In the entries below, count each line holding the word "roof". Answer with the total alone.

> **Data entries**:
——————

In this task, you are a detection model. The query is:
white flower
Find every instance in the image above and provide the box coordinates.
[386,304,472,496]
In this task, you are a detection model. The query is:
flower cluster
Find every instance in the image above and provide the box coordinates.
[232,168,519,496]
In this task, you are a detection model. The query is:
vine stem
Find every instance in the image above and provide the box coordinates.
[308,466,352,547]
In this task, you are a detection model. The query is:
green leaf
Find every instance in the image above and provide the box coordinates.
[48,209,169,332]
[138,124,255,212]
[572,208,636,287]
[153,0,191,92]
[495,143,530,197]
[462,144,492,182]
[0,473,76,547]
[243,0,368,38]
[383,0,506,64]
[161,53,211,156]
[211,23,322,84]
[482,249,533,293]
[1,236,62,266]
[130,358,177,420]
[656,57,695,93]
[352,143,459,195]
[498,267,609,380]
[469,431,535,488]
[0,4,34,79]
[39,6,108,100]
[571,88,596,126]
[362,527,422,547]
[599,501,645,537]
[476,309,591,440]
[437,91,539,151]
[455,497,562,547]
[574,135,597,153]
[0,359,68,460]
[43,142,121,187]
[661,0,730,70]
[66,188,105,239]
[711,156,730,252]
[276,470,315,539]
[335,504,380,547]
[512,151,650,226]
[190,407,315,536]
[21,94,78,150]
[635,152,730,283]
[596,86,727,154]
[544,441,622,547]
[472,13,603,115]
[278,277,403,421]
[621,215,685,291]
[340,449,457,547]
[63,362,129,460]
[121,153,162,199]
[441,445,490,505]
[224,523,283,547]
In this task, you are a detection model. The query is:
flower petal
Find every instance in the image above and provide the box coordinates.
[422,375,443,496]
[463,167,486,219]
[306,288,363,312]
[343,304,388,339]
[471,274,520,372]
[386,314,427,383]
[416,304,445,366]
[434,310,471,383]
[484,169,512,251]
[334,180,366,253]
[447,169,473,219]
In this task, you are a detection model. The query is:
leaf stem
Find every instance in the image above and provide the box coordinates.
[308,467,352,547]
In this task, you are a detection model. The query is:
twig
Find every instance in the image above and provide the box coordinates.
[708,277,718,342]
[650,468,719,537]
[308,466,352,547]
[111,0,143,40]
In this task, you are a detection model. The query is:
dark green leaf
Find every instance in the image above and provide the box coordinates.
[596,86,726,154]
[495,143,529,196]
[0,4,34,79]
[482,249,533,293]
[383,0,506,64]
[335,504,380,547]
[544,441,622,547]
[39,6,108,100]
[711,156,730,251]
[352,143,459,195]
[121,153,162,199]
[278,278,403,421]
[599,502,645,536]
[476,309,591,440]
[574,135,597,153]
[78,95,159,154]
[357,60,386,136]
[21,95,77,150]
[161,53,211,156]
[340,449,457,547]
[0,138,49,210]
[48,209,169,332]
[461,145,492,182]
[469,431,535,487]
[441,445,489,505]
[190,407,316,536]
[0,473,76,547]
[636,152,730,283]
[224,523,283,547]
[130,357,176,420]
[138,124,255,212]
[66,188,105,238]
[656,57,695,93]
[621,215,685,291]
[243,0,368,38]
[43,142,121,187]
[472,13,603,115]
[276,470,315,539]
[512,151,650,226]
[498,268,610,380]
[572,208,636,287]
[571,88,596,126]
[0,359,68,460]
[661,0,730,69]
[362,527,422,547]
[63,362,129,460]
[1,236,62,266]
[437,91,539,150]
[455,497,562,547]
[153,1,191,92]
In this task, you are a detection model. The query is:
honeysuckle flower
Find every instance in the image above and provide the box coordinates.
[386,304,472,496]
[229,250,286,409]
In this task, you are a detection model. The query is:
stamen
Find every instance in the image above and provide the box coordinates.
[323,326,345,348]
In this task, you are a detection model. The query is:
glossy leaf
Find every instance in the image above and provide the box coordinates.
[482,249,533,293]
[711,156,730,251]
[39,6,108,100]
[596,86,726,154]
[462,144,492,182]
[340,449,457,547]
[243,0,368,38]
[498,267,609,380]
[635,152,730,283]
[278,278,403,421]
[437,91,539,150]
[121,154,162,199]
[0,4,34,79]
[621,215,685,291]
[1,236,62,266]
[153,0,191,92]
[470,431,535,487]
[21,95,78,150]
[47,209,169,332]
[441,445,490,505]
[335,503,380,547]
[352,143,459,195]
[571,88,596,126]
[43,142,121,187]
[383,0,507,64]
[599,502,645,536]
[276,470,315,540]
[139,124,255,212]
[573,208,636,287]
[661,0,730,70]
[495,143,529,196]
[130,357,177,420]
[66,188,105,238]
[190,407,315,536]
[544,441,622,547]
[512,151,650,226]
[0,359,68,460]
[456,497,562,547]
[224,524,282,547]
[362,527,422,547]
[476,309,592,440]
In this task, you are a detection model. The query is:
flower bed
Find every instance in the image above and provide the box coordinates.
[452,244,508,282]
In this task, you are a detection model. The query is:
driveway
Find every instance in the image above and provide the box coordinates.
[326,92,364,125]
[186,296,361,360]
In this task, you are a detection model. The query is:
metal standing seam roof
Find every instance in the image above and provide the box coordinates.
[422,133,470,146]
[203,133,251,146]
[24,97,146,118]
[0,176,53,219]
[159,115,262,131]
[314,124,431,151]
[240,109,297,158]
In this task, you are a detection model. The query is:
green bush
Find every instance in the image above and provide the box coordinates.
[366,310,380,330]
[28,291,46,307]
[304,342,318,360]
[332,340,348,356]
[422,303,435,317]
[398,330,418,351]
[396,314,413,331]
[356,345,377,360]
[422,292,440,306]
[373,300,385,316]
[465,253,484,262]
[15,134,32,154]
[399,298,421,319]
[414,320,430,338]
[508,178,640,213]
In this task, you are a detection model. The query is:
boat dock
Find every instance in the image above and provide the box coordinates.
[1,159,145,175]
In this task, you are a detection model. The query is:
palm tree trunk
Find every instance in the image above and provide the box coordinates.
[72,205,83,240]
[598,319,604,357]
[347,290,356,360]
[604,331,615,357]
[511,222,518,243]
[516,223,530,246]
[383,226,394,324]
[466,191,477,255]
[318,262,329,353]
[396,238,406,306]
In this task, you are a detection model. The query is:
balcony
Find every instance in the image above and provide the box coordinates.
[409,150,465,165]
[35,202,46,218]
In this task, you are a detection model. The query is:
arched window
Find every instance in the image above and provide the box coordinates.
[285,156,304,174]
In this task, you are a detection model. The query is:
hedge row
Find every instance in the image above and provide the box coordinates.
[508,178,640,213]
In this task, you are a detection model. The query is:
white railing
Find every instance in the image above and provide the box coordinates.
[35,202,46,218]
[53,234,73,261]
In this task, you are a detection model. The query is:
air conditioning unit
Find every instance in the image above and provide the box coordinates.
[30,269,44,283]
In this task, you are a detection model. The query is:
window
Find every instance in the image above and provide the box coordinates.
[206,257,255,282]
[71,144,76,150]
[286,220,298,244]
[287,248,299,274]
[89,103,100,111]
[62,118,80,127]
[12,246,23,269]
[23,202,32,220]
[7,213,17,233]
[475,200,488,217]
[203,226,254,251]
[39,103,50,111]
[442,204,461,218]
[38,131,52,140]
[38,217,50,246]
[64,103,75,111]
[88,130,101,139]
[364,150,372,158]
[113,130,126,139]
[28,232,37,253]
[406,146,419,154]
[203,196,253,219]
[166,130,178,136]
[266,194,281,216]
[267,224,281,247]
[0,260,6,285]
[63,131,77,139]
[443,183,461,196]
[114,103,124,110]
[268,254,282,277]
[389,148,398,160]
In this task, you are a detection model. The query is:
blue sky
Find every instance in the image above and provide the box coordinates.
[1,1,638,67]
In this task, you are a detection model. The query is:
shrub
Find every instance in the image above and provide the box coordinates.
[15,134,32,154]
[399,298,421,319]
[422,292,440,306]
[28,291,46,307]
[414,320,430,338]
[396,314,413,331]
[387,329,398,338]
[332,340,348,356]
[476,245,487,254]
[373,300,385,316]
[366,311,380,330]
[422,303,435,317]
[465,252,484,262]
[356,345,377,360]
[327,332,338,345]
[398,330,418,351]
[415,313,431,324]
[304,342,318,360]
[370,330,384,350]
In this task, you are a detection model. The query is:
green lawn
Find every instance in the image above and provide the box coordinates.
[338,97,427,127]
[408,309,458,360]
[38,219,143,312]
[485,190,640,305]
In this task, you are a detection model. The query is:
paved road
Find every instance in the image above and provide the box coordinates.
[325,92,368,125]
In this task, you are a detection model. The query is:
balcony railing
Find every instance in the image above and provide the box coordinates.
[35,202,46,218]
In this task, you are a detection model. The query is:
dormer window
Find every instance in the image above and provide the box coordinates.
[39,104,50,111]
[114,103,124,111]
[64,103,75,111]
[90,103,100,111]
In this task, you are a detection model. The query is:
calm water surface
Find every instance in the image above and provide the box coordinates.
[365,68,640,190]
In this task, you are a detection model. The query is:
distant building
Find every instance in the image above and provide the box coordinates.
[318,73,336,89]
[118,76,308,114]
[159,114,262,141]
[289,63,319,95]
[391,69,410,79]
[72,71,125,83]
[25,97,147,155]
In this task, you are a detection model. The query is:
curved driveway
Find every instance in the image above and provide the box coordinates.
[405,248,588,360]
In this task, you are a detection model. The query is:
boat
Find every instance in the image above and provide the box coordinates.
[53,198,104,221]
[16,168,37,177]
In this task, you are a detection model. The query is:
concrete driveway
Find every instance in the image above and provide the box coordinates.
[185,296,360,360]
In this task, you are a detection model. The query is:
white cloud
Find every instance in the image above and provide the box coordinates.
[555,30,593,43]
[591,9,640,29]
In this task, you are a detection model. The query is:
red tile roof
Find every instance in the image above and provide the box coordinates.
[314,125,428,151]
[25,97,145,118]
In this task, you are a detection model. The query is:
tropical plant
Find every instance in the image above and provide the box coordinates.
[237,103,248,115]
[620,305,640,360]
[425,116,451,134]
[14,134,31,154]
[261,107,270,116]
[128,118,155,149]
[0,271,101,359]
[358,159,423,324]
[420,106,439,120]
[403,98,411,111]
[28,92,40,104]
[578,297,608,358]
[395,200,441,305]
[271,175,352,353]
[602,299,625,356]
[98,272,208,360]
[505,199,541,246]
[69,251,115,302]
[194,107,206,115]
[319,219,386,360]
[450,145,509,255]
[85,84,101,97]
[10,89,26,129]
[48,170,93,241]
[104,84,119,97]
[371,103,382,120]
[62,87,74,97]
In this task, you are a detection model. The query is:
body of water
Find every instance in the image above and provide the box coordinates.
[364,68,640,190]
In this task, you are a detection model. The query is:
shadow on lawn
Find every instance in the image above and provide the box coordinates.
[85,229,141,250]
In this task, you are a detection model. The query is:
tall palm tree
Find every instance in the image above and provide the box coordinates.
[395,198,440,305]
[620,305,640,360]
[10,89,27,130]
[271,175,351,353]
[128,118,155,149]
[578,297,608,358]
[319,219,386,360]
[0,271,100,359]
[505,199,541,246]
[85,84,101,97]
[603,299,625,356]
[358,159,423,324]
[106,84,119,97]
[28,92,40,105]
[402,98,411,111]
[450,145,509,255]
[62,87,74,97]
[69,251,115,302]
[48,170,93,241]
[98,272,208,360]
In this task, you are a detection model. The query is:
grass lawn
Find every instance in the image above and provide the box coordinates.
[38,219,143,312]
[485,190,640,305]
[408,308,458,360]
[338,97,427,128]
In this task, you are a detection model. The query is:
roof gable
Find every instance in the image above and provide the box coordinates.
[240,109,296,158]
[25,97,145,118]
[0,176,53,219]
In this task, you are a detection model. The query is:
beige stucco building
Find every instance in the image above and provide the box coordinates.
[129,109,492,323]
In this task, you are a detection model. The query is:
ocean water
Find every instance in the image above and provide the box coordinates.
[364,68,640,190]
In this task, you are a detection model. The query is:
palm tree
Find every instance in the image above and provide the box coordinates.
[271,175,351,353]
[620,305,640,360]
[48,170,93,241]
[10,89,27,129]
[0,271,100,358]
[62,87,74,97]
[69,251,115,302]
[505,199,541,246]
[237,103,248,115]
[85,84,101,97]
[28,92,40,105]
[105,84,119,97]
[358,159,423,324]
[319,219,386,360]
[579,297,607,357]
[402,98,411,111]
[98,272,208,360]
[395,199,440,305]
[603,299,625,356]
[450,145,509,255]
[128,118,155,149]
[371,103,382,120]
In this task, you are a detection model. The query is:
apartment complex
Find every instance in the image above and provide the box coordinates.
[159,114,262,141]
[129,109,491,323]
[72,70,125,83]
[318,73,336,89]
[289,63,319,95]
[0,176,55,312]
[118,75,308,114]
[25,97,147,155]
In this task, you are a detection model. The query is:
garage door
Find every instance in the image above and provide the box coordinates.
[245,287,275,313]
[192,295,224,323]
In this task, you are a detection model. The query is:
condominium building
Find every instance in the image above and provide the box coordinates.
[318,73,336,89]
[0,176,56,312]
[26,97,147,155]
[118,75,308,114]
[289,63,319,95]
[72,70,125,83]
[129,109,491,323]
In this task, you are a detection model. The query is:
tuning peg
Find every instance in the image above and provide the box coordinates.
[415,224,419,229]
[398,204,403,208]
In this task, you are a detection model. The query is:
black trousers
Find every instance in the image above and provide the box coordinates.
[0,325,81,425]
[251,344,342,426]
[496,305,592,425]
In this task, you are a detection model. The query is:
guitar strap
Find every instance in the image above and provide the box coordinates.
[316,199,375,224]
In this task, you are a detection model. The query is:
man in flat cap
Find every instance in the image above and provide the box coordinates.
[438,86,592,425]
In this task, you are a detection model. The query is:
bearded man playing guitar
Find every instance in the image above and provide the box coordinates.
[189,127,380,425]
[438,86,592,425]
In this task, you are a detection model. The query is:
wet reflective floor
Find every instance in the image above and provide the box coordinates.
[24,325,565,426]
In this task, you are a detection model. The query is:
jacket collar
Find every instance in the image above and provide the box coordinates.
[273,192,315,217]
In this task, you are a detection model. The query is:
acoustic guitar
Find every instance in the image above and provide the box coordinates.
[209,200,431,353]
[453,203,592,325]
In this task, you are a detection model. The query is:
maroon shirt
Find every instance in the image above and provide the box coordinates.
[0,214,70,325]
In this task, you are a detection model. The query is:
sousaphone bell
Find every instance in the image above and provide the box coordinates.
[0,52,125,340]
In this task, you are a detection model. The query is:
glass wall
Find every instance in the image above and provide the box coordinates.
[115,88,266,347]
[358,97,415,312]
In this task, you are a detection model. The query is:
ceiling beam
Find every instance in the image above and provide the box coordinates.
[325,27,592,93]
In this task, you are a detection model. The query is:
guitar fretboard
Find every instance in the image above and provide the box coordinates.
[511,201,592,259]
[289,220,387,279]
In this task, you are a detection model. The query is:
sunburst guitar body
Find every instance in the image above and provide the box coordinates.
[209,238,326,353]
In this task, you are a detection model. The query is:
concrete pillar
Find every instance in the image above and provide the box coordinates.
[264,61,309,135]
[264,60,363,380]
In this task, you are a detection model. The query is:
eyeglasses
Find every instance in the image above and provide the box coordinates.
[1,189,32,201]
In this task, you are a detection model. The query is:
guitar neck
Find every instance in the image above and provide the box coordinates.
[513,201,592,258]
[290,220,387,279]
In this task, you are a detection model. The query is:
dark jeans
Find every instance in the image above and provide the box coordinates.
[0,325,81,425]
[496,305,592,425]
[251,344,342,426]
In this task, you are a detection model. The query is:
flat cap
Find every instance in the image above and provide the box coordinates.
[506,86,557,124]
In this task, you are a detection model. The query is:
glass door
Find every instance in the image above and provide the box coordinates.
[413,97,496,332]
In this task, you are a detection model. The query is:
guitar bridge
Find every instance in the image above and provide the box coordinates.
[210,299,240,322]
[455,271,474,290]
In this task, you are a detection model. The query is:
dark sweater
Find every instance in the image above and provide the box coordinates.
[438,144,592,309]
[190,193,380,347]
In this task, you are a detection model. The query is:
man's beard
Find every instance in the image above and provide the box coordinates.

——————

> **Exercise answer**:
3